● **EXERCISE INSTRUCTIONS**
Reproduce all of the data below without alteration; exclude every picture.

Saved entries:
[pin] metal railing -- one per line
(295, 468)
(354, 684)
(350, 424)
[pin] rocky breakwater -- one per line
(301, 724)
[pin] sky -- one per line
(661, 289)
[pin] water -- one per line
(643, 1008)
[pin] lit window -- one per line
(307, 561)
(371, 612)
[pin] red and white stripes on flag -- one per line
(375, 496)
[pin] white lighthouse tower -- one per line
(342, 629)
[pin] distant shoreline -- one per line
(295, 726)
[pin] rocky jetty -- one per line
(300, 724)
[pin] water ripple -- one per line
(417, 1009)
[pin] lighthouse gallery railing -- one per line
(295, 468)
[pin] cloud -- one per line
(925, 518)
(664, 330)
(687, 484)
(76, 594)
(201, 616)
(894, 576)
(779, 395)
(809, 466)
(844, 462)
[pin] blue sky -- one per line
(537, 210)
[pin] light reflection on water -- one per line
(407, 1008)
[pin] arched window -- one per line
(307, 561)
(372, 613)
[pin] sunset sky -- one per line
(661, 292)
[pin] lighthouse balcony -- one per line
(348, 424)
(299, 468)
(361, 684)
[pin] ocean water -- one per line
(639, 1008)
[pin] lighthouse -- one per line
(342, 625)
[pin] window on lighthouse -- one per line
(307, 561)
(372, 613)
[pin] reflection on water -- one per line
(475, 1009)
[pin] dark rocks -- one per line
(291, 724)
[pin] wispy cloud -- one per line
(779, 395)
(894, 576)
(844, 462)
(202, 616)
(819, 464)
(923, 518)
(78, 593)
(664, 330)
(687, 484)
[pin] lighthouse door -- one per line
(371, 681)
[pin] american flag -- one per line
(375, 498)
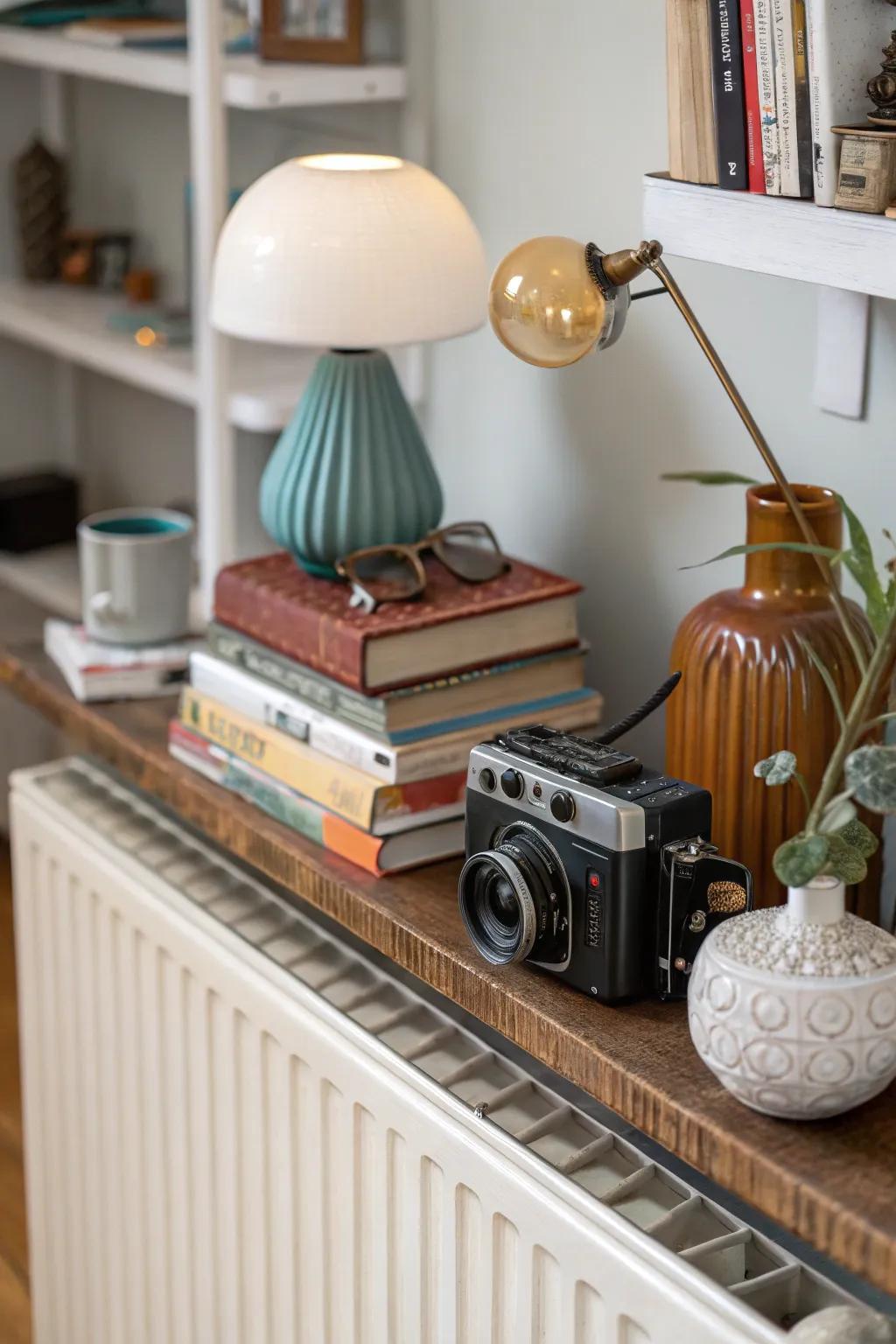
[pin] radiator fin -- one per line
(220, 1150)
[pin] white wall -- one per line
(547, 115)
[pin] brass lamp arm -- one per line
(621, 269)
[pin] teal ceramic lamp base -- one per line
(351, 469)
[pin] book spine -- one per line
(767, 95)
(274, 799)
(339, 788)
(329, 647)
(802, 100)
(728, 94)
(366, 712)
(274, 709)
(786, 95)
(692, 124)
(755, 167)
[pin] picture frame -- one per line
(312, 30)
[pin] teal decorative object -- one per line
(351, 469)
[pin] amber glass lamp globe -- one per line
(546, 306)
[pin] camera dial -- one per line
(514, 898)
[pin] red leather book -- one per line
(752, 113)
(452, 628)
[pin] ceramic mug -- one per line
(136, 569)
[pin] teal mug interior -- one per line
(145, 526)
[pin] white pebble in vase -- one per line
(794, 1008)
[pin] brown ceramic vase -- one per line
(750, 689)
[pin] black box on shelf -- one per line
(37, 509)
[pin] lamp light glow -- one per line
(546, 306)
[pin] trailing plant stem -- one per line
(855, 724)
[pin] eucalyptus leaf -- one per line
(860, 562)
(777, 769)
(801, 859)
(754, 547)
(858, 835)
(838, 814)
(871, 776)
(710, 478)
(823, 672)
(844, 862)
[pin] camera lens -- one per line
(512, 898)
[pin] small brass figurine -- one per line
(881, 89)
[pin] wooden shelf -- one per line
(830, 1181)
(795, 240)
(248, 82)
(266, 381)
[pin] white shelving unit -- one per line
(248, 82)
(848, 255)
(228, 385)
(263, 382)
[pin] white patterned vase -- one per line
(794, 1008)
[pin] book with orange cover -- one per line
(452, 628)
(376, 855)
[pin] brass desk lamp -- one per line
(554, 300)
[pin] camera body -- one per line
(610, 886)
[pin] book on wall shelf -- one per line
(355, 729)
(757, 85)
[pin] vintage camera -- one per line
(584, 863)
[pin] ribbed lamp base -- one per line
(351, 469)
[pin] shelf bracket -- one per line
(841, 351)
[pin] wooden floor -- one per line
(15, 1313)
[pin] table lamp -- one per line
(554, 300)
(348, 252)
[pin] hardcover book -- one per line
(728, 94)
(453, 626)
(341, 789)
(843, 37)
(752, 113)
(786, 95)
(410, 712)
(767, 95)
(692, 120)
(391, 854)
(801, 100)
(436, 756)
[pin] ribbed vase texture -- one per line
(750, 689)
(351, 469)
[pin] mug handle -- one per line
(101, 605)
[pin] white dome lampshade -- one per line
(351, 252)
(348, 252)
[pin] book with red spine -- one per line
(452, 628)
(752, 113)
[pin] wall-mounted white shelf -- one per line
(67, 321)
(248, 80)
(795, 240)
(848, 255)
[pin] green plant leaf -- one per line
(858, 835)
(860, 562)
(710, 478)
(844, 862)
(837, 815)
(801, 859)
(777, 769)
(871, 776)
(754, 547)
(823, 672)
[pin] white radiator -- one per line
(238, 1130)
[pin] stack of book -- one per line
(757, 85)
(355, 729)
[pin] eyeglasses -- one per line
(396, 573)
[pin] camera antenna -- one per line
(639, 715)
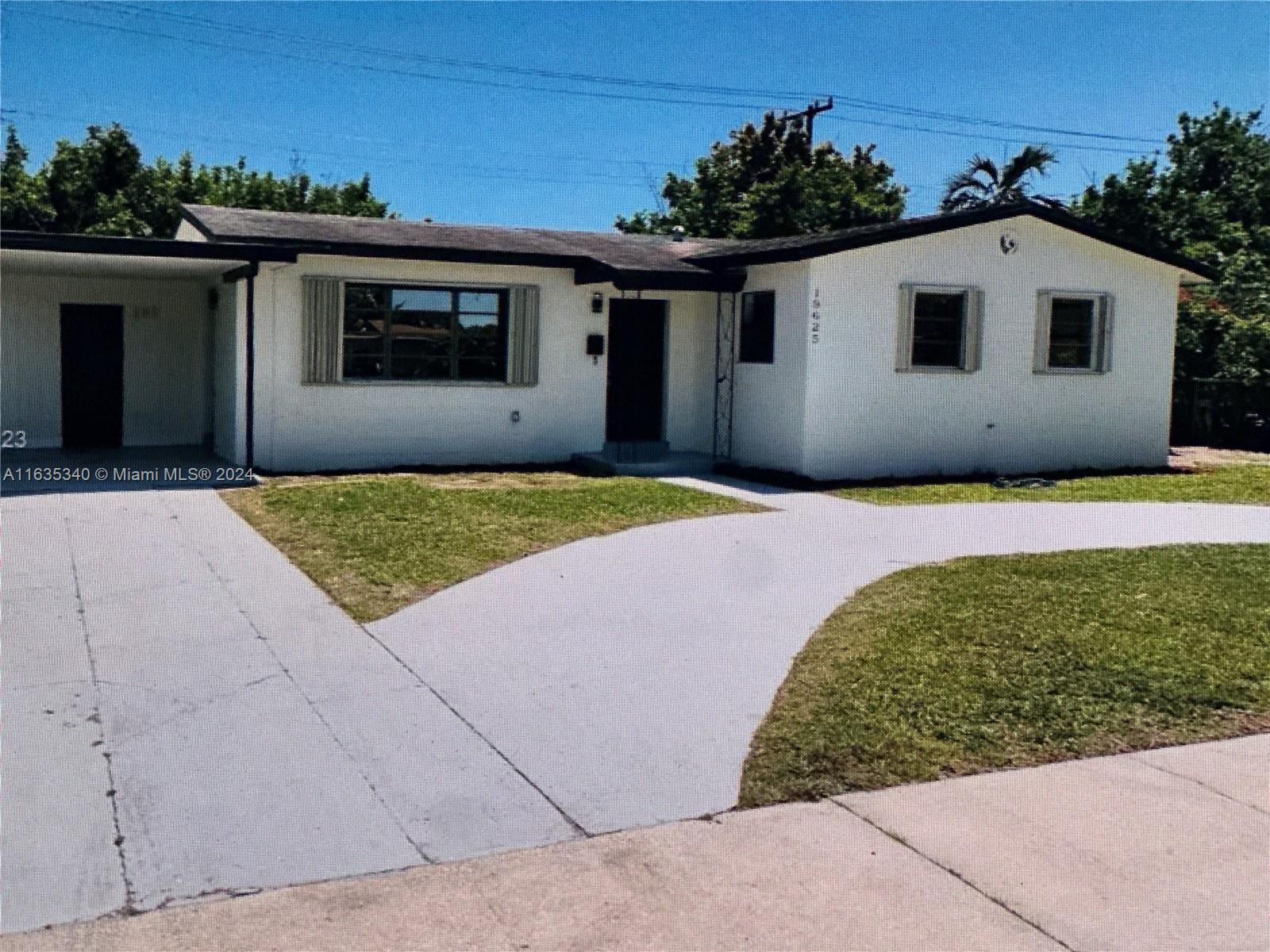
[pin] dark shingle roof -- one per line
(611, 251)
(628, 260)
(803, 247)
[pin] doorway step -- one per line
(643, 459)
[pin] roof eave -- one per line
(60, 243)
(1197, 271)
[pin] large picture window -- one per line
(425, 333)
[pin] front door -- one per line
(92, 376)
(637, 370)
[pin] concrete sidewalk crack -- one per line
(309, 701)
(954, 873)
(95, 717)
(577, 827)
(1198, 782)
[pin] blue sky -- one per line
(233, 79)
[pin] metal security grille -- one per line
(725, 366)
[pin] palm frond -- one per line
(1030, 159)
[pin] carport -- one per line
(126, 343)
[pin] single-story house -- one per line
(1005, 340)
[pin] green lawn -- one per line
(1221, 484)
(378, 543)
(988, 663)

● **EXPECTED ANSWER**
[pin] metal railing -- one per line
(295, 468)
(354, 684)
(350, 424)
[pin] rocky breakwater -- one per line
(301, 724)
[pin] sky -- one per line
(661, 289)
[pin] water -- one per line
(643, 1008)
[pin] lit window -- one per line
(307, 561)
(371, 612)
[pin] red and white stripes on flag -- one per line
(375, 496)
[pin] white lighthouse tower -- one per line
(342, 629)
[pin] distant shoreline -- one per line
(295, 726)
[pin] rocky jetty -- one per line
(300, 724)
[pin] water ripple -- one per line
(417, 1009)
[pin] lighthouse gallery railing -- one per line
(295, 468)
[pin] cloud -- one per line
(925, 518)
(664, 330)
(687, 484)
(76, 594)
(201, 616)
(894, 576)
(779, 395)
(809, 466)
(844, 462)
[pin] blue sky -- one per line
(537, 210)
[pin] light reflection on water -- one per line
(407, 1008)
[pin] arched window -- one per line
(307, 561)
(372, 613)
[pin] sunset sky -- one per line
(661, 292)
[pin] lighthouse balcony -- one per line
(348, 424)
(299, 468)
(361, 684)
[pin] ocean water -- one per line
(639, 1008)
[pin] lighthouse -- one per line
(342, 625)
[pin] window on lighthouse -- one per line
(307, 561)
(372, 613)
[pin] reflection on water -- one per line
(475, 1009)
[pin] dark rocks -- one per line
(291, 724)
[pin] wispy cloud -- one per line
(779, 395)
(894, 576)
(844, 462)
(202, 616)
(819, 464)
(923, 518)
(78, 593)
(664, 330)
(687, 484)
[pin] lighthouse door -- one per line
(371, 681)
[pin] american flag -- one per line
(375, 498)
[pin] radiator fin -- one per line
(220, 1150)
[pin] white wall -- one per line
(547, 115)
[pin] brass lamp arm -- one per line
(621, 269)
[pin] teal ceramic lamp base -- one per line
(351, 469)
[pin] book spine -- one per line
(767, 95)
(274, 799)
(339, 788)
(329, 647)
(802, 100)
(728, 94)
(366, 712)
(274, 709)
(786, 95)
(692, 124)
(755, 167)
[pin] picture frame -- one per line
(312, 30)
[pin] teal decorative object -- one per line
(351, 469)
[pin] amber glass lamp globe -- one per line
(546, 306)
[pin] camera dial -- one per line
(514, 898)
[pin] red leather book -- one per line
(752, 113)
(452, 628)
[pin] ceramic mug -- one per line
(136, 569)
[pin] teal mug interior -- one per line
(145, 526)
[pin] white pebble in vase -- one per line
(794, 1008)
[pin] brown ceramic vase -- one per line
(750, 689)
[pin] black box on shelf -- one per line
(37, 509)
[pin] lamp light glow -- one per line
(546, 306)
[pin] trailing plant stem -- one per line
(855, 724)
[pin] eucalyptus leaf -- one per line
(860, 562)
(777, 769)
(801, 859)
(754, 547)
(858, 835)
(838, 814)
(871, 776)
(710, 478)
(823, 672)
(844, 862)
[pin] camera lens -- one per line
(512, 898)
[pin] small brass figurine -- one per line
(881, 89)
[pin] wooden shelf -- one per line
(830, 1181)
(795, 240)
(248, 82)
(266, 381)
[pin] white shelving unit -- one per line
(248, 82)
(848, 255)
(228, 385)
(263, 382)
[pin] white patterned vase -- one per line
(794, 1008)
[pin] book with orange cover -- one per line
(452, 628)
(376, 855)
[pin] brass desk lamp -- one per line
(554, 300)
[pin] camera body -- one per line
(610, 886)
[pin] book on wall shelf -- one per line
(355, 729)
(757, 85)
[pin] vintage camera -- one per line
(584, 863)
[pin] ribbed lamp base -- one per line
(351, 469)
[pin] shelf bracket -- one per line
(841, 351)
[pin] wooden floor -- one per line
(15, 1313)
[pin] table lamp -- one per line
(554, 300)
(348, 252)
[pin] hardcover book -- one per line
(728, 94)
(453, 626)
(341, 789)
(843, 37)
(752, 113)
(786, 95)
(410, 712)
(767, 95)
(692, 120)
(391, 854)
(801, 100)
(436, 756)
[pin] ribbed vase texture -- one per line
(750, 689)
(351, 469)
[pin] mug handle -- one per line
(101, 605)
[pin] white dome lampshade -- one per line
(351, 252)
(348, 252)
[pin] book with red spine -- one per line
(452, 628)
(752, 113)
[pin] wall-mounted white shelf -- one per line
(67, 321)
(248, 80)
(795, 240)
(848, 255)
[pin] green plant leaf -- one per line
(858, 835)
(860, 562)
(710, 478)
(844, 862)
(837, 815)
(801, 859)
(777, 769)
(871, 776)
(754, 547)
(823, 672)
[pin] white radiator -- one per line
(238, 1130)
[pin] stack of book -- one per line
(757, 85)
(355, 729)
[pin] eyeglasses -- one per line
(396, 573)
[pin] camera antenna -- one per line
(639, 715)
[pin] dark shingle roof -- one per line
(611, 251)
(628, 260)
(803, 247)
[pin] doorway step -- one per line
(643, 459)
[pin] roof eave -- one per line
(60, 243)
(1197, 271)
[pin] large picture window -- one per line
(425, 333)
[pin] front door -- one per line
(92, 376)
(637, 370)
[pin] concrete sidewalk crack -- one per line
(309, 701)
(954, 873)
(95, 717)
(577, 827)
(1198, 782)
[pin] blue sky -- one per line
(233, 79)
[pin] metal security grille -- one per line
(725, 366)
[pin] palm frond -- one per line
(1030, 159)
[pin] carport -- one per line
(126, 343)
[pin] single-story house -- one per line
(1005, 340)
[pin] green lawn -- one per line
(1221, 484)
(378, 543)
(988, 663)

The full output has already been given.